### Activity
Without any of its pictures, the listing below should be output exactly.

───── Working data

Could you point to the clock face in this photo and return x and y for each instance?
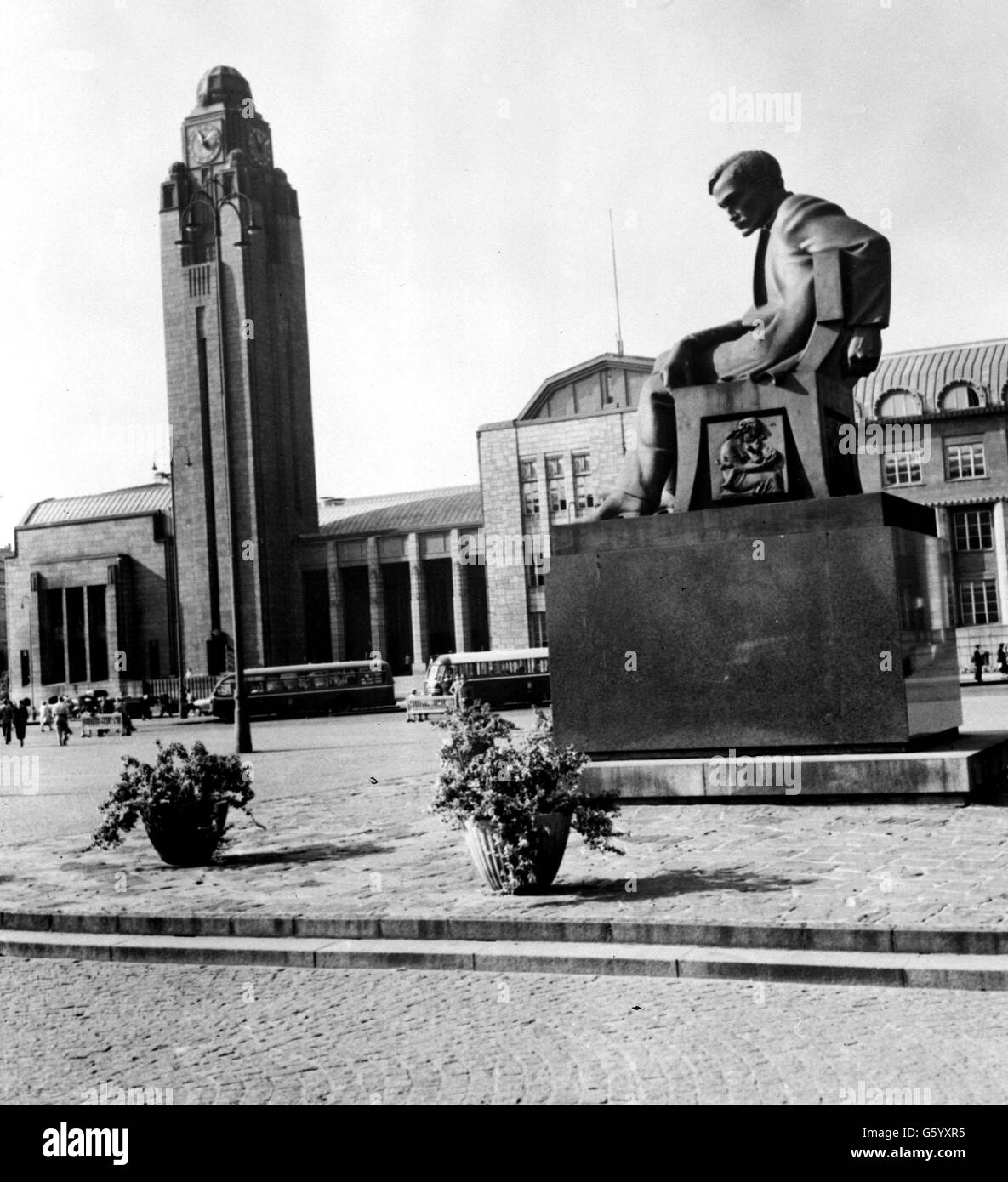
(259, 145)
(205, 143)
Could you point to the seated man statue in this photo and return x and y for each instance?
(771, 337)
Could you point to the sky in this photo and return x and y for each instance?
(455, 163)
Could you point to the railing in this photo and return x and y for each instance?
(195, 687)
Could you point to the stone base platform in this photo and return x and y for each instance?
(969, 766)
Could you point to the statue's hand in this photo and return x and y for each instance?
(676, 366)
(864, 351)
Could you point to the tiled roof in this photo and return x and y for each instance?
(142, 499)
(926, 372)
(433, 509)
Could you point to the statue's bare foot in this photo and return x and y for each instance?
(622, 505)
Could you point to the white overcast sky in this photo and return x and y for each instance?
(455, 161)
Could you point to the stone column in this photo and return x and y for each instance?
(418, 604)
(460, 596)
(336, 610)
(377, 599)
(999, 560)
(65, 641)
(117, 678)
(87, 637)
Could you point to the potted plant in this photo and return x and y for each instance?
(516, 798)
(182, 800)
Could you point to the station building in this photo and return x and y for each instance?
(125, 588)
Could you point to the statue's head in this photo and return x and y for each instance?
(749, 187)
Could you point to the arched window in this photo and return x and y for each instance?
(960, 396)
(898, 403)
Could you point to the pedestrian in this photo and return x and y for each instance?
(61, 712)
(124, 717)
(21, 720)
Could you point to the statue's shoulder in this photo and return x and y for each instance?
(799, 208)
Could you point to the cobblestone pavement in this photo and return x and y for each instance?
(349, 835)
(239, 1036)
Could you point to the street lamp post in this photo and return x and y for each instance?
(179, 648)
(242, 205)
(31, 655)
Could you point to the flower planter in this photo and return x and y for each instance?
(482, 840)
(185, 836)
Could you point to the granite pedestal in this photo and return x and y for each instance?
(797, 627)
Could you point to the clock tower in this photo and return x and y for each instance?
(239, 393)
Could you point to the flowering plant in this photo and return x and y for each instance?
(488, 776)
(197, 782)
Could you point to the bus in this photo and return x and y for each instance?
(506, 676)
(330, 688)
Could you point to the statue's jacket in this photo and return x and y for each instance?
(783, 298)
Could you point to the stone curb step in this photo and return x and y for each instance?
(795, 936)
(936, 970)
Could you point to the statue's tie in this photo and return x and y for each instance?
(759, 272)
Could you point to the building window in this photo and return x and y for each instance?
(898, 405)
(615, 388)
(965, 461)
(588, 395)
(977, 603)
(973, 530)
(959, 396)
(902, 469)
(584, 496)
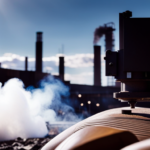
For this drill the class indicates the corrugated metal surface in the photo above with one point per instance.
(137, 124)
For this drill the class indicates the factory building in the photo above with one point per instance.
(84, 98)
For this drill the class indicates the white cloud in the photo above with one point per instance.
(50, 65)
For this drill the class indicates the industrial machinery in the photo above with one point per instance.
(113, 129)
(131, 64)
(107, 31)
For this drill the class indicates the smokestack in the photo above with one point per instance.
(97, 65)
(39, 43)
(61, 68)
(26, 63)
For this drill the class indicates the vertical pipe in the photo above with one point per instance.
(121, 35)
(61, 68)
(26, 63)
(39, 43)
(97, 65)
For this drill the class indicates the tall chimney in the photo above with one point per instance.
(26, 63)
(61, 68)
(97, 65)
(39, 43)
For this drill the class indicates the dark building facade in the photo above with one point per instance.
(83, 98)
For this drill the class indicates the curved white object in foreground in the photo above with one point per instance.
(138, 123)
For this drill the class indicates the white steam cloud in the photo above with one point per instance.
(23, 113)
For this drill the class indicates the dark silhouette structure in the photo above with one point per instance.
(97, 65)
(39, 44)
(61, 68)
(106, 30)
(100, 97)
(130, 65)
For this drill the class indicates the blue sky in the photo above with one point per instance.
(63, 22)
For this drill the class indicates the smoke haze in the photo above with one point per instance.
(23, 113)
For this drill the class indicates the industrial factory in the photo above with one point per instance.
(83, 98)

──────────

### Response to the exercise
Could you point to the clock face in this photo and return x and y for each instance?
(259, 145)
(205, 143)
Could you point to the seated man statue in this photo and return x and y for each instance?
(771, 337)
Could you point to the sky in this photo and return x and y for each instance?
(455, 163)
Could you point to the railing in this photo and return x and y for each instance?
(195, 687)
Could you point to the stone base platform in this photo and return x and y for each instance?
(969, 766)
Could you point to the statue's hand in this photo and return x and y for each instance?
(676, 366)
(864, 351)
Could you point to the tiled roof in this photo and return x and y for each instance?
(142, 499)
(926, 372)
(433, 509)
Could you point to the statue's bare foot in this photo and return x and y for each instance?
(622, 505)
Could you point to the white overcast sky in this photo and return x and y for each instance?
(455, 161)
Could you point to the stone column in this photo and return x and y for each instance?
(418, 604)
(460, 596)
(336, 610)
(377, 599)
(999, 560)
(65, 641)
(117, 678)
(87, 637)
Could you point to the potted plant in this photo and return x and y for each instance?
(516, 798)
(182, 800)
Could you point to the station building in this photo and return x and y for each instance?
(125, 588)
Could you point to the statue's head in this photo and return x and y for each instance?
(749, 187)
Could you point to the arched window in this photo and return x and y for each instance?
(960, 396)
(898, 403)
Could you point to the pedestrian in this photo and return x and y for each instance?
(61, 712)
(124, 717)
(21, 720)
Could you point to the statue's shoulder in this photo and return x and y for each instance?
(799, 208)
Could you point to the cobblestone pavement in this photo and return x and y for each instance?
(349, 835)
(239, 1036)
Could you point to the street lamp post in this photo and return x and y for each instance?
(179, 648)
(242, 205)
(31, 655)
Could you point to the flower planter in this photo and return x and y for each instance?
(482, 840)
(185, 836)
Could you point to the granite pedestal in this photo and return x and y for each instance?
(797, 627)
Could you point to the clock tower in this photo and return x and y for each instance?
(239, 393)
Could you point to the flowering plant in this photo and return x and y for each instance?
(488, 776)
(197, 782)
Could you point to the bus in this photo and return x and y for each instance?
(506, 676)
(330, 688)
Could you point to the statue's jacket in this photo and return x and y for each instance?
(783, 298)
Could you point to the stone curb step in this photo and return x and y for each instance?
(795, 936)
(936, 970)
Could you point to the statue's tie in this photo and return x and y for each instance?
(759, 272)
Could you point to the building window in this photo and return x and y for each instance?
(898, 405)
(615, 388)
(965, 461)
(588, 395)
(977, 603)
(973, 530)
(959, 396)
(902, 469)
(584, 496)
For this drill the class indicates the corrugated metal surface in the photo above with one point per instance.
(137, 124)
For this drill the class indicates the factory building in the photo above with one point per instance.
(84, 98)
For this drill the class indicates the white cloud in the photo above with one point per instance.
(50, 65)
For this drill the class indicates the industrial machinery in the photo above with one point per instance.
(113, 129)
(131, 64)
(107, 31)
For this drill the class indicates the smokestack in the photo above with one point per instance.
(97, 65)
(39, 43)
(61, 68)
(26, 63)
For this drill the class indicates the vertical pipe in the photo above with one point per instance.
(121, 35)
(61, 68)
(26, 63)
(39, 43)
(97, 65)
For this drill the class indicates the tall chimney in the photo above with one point per instance.
(26, 63)
(61, 68)
(97, 65)
(39, 43)
For this drill the class indicates the dark building facade in the photo above with one point per instance.
(83, 98)
For this drill the class indicates the curved white object in foreground in the photo above with one point per instance.
(138, 123)
For this drill the class indicates the white steam cloud in the photo above with one point per instance.
(23, 113)
For this drill the class indicates the dark silhouette structure in the photo above with one point per instance.
(97, 65)
(39, 44)
(61, 68)
(106, 30)
(100, 97)
(130, 65)
For this drill the class indicates the blue sky in the photo above with one point per instance.
(63, 22)
For this drill the class indicates the smoke haze in the photo above with one point per instance.
(23, 113)
For this drill the class indicates the industrial factory in the photo above with one point per instance.
(83, 98)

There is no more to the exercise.